EXCERPT =>
==============================

The new Czech government on Wednesday threw out the previous administration’s plan to mandate COVID-19 vaccines for over-60s and people in key professions.
Under the former government, older adults, health care workers, firefighters, police officers and medical students would have been required to be vaccinated against COVID-19, effective March.
But Prime Minister Petr Fiala scrapped his predecessor Andrej Babis’s decree, which was issued in early December. He told reporters Wednesday that his new center-right government did not see the need for mandatory vaccination.
“We’ve agreed that vaccination against COVID-19 won’t be mandatory,” Fiala said. ”This does not change our stance on vaccination. It is still undoubtedly the best way to fight COVID-19 … however, we do not want to deepen fissures in society.”
Opponents of a vaccine mandate had staged several protests in Prague and elsewhere in the country.

==============================

(Image-grounded pointing data)
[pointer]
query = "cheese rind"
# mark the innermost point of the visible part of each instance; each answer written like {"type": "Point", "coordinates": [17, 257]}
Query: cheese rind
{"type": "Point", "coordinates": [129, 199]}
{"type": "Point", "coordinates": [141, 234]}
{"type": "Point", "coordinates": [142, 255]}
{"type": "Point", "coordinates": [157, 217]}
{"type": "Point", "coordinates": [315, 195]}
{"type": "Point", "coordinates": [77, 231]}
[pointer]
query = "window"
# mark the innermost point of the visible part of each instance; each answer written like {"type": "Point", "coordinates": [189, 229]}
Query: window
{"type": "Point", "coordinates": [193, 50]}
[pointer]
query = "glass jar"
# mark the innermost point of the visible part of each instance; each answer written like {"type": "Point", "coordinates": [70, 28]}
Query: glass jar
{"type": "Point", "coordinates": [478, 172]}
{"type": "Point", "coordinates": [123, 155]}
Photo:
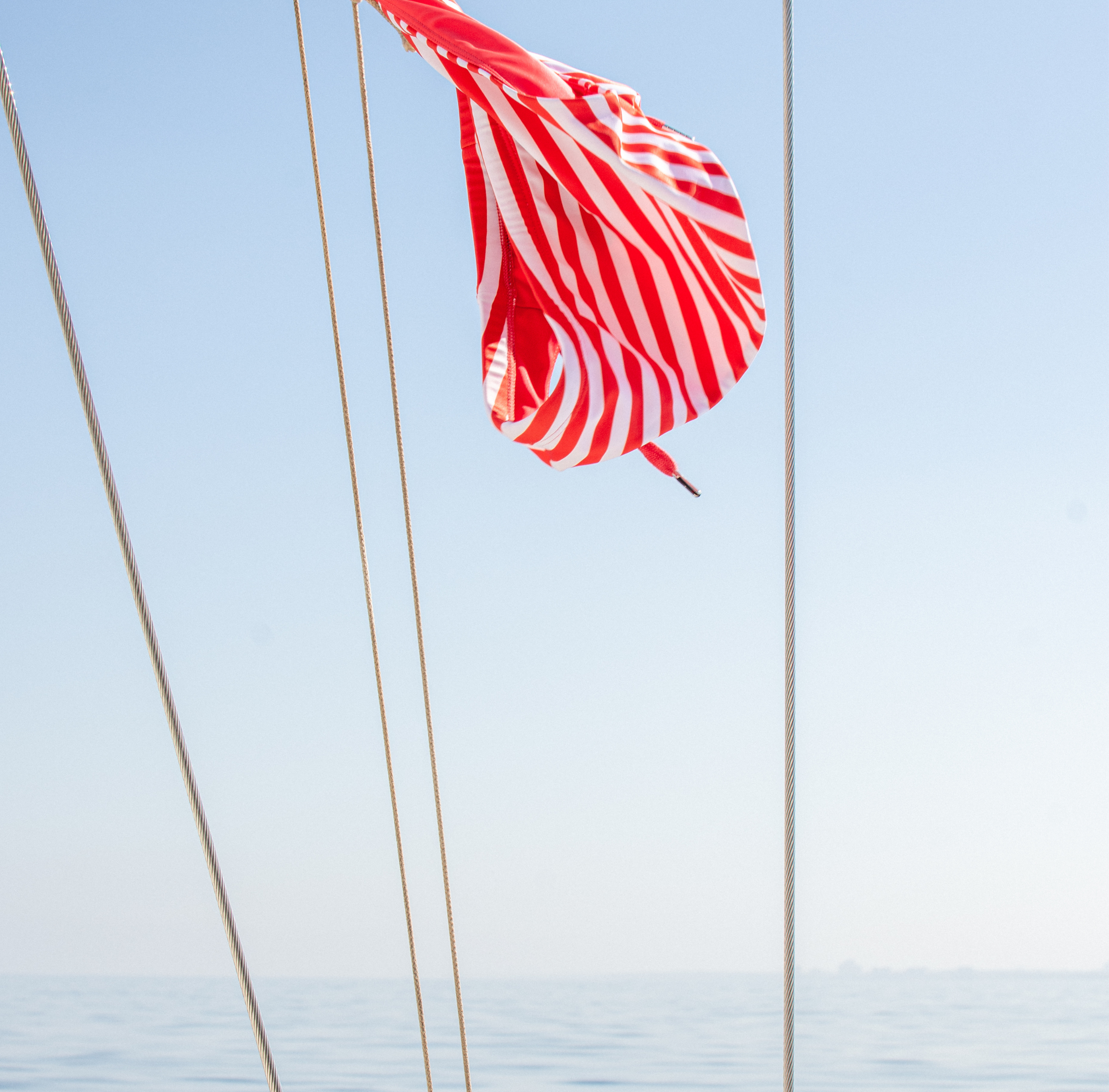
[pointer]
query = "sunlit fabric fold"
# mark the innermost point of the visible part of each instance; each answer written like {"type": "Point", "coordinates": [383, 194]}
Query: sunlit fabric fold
{"type": "Point", "coordinates": [618, 288]}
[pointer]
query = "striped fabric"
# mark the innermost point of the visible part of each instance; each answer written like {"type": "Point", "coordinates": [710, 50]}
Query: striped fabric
{"type": "Point", "coordinates": [618, 286]}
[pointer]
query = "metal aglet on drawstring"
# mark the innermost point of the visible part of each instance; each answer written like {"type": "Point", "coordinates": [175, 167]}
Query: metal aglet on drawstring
{"type": "Point", "coordinates": [666, 465]}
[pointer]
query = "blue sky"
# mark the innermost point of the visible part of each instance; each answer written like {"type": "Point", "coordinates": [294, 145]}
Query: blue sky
{"type": "Point", "coordinates": [605, 651]}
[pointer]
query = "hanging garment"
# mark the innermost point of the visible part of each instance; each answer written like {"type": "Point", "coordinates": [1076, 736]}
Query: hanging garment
{"type": "Point", "coordinates": [619, 291]}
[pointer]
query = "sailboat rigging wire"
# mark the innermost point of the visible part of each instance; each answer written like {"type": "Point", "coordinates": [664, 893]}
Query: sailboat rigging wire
{"type": "Point", "coordinates": [412, 549]}
{"type": "Point", "coordinates": [137, 589]}
{"type": "Point", "coordinates": [362, 547]}
{"type": "Point", "coordinates": [788, 195]}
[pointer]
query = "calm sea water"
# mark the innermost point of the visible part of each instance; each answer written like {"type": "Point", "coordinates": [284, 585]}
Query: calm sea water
{"type": "Point", "coordinates": [1026, 1032]}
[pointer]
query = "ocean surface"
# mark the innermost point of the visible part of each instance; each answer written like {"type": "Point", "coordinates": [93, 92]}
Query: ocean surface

==============================

ACTIONS TO TAKE =>
**a)** Reproduce the stretch of the Czech vaccine article from "Under the former" through "in the country.".
**b)** In the Czech vaccine article, which groups would have had to be vaccinated under the former government's plan?

ACTIVITY ANSWERS =>
**a)**
Under the former government, older adults, health care workers, firefighters, police officers and medical students would have been required to be vaccinated against COVID-19, effective March.
But Prime Minister Petr Fiala scrapped his predecessor Andrej Babis’s decree, which was issued in early December. He told reporters Wednesday that his new center-right government did not see the need for mandatory vaccination.
“We’ve agreed that vaccination against COVID-19 won’t be mandatory,” Fiala said. ”This does not change our stance on vaccination. It is still undoubtedly the best way to fight COVID-19 … however, we do not want to deepen fissures in society.”
Opponents of a vaccine mandate had staged several protests in Prague and elsewhere in the country.

**b)** Older adults, health care workers, firefighters, police officers and medical students.